▶ **Your task**
List every line of the entries below that contains the string "cream", and reproduce each such line in full.

▶ **Records for the exercise**

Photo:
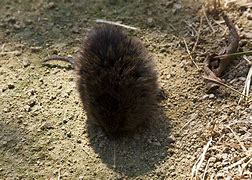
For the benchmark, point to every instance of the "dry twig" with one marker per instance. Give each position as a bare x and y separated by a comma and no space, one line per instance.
237,138
223,84
247,83
198,35
208,21
201,158
190,54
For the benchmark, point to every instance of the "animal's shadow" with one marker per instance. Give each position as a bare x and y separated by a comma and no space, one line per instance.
136,154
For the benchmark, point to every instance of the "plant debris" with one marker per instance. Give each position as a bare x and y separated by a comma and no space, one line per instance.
214,66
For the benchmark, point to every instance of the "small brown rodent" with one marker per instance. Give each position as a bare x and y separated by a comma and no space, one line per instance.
116,80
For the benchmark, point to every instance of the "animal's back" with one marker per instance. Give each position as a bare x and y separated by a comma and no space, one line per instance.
116,80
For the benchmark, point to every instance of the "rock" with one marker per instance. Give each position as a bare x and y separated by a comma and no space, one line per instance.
31,92
211,96
205,96
249,16
11,86
27,108
51,5
242,79
171,139
32,102
26,62
35,49
46,126
6,110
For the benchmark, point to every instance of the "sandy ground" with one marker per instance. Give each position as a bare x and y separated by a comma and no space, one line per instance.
43,131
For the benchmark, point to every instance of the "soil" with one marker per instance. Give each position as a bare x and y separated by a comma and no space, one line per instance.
43,130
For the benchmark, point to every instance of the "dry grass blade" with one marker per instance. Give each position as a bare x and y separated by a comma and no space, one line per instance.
190,54
114,156
205,171
246,164
59,175
9,52
223,84
198,35
188,122
208,21
116,24
233,55
201,158
237,138
245,91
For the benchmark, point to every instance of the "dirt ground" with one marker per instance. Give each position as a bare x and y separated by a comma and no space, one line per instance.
43,131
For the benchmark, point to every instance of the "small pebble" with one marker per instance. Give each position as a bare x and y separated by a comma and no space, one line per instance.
51,5
46,126
35,49
27,108
11,86
26,62
69,134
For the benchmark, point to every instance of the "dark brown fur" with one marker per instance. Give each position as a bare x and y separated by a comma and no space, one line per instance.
116,80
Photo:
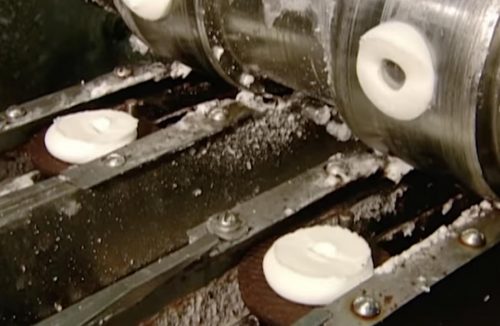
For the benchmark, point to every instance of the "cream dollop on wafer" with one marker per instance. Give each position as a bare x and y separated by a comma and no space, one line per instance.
315,266
149,9
85,136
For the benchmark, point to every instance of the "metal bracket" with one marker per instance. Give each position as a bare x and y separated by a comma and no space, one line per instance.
414,272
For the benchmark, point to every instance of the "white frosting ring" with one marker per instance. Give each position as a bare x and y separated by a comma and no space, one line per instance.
85,136
316,266
404,45
151,10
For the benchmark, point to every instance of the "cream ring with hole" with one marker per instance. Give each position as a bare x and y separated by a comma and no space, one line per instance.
317,265
151,10
85,136
406,48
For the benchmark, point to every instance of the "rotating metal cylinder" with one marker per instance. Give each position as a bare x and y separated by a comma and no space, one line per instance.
314,47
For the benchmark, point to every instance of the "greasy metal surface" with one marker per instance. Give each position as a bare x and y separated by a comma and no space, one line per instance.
46,45
415,275
369,206
191,129
19,130
461,46
261,212
313,47
118,296
60,244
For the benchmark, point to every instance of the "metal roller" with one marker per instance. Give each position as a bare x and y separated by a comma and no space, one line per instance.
313,47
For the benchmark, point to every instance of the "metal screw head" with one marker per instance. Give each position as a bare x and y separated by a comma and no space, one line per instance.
218,114
366,307
473,238
228,226
115,160
15,112
123,72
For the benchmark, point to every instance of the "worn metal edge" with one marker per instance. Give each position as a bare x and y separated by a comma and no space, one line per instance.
415,276
13,131
260,213
98,304
194,127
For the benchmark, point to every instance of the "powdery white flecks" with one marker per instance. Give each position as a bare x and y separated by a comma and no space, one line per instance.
396,169
342,169
444,232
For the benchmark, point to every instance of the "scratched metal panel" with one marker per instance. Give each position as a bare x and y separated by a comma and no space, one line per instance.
68,248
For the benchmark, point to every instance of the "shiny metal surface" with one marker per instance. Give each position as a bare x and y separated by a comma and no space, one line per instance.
313,46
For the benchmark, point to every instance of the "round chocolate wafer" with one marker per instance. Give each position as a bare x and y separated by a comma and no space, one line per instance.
262,301
51,166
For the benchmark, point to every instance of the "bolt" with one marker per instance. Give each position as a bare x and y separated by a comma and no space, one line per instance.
473,238
123,72
3,122
115,160
15,112
218,114
228,221
228,226
366,307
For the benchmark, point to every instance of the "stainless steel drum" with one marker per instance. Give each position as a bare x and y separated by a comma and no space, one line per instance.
313,46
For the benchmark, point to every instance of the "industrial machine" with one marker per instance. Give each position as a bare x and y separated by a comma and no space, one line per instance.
256,117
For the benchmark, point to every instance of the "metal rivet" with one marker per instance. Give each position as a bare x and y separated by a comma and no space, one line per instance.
15,112
473,238
218,114
366,307
228,221
3,122
227,226
123,72
115,160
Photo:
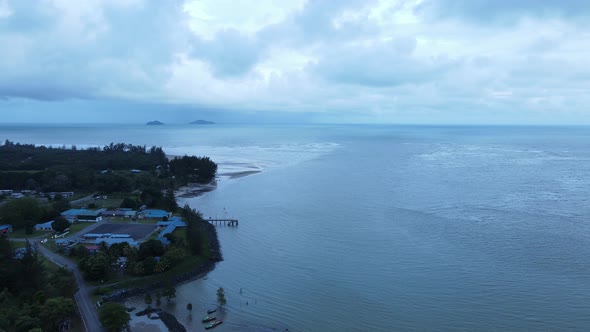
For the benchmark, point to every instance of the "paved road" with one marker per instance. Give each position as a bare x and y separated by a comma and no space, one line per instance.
87,309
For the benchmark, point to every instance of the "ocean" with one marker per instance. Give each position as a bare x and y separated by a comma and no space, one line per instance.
383,227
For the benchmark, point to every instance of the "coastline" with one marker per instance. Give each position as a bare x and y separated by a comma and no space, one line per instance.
200,271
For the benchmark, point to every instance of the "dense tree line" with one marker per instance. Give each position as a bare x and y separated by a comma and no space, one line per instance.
31,296
194,169
194,230
151,257
16,156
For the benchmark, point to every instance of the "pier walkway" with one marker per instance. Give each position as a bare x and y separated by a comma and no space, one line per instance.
228,222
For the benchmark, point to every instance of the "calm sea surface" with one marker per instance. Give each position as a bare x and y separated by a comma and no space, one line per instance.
385,228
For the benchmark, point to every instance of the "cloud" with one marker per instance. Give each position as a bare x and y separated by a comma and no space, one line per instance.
229,53
503,10
350,60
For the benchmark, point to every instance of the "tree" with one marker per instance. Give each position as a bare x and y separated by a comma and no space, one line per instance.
170,293
61,204
21,213
60,224
56,310
129,203
221,297
114,317
64,282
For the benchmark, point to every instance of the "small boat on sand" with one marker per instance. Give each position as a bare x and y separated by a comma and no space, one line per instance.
213,325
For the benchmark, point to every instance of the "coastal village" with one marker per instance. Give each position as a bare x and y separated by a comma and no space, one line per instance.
96,230
122,235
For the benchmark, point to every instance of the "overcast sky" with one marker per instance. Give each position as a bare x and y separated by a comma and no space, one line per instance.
381,61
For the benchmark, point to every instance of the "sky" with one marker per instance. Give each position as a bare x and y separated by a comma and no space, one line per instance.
296,61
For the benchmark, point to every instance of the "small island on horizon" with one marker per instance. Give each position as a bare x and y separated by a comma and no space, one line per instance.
202,122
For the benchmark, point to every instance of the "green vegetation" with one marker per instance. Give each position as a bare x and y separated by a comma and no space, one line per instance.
60,224
221,297
114,317
78,226
31,295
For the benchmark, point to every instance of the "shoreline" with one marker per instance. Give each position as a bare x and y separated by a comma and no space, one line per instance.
200,271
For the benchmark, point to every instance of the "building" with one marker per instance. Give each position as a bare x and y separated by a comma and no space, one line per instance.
5,229
80,215
155,214
63,194
169,227
44,226
92,248
114,213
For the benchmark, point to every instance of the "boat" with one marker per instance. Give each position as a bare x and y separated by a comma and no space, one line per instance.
212,325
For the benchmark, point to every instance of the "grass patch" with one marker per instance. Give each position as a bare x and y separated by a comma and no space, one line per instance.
187,265
51,266
18,244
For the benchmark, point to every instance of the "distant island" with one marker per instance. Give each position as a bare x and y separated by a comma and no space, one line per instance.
202,122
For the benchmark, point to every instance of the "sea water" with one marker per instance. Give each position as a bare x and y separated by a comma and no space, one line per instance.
383,228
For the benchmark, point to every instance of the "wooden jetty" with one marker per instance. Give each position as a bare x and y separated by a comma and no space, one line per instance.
228,222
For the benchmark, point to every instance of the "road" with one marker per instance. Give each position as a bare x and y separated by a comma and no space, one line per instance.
87,308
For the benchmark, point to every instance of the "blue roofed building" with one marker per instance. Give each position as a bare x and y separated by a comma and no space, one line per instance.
111,241
5,229
74,215
155,214
169,227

▶ **Exercise answer**
For the benchmark, point to every instance of the "cream dollop on wafer" with one marker per instance. Give each position as a bare x and y separated by a comma and no space, one line per instance.
For the benchmark, point to every instance of the "cream ring with hole" with one marker per instance. Give each position as a bare x and y separated by a comma and no space, one line per instance.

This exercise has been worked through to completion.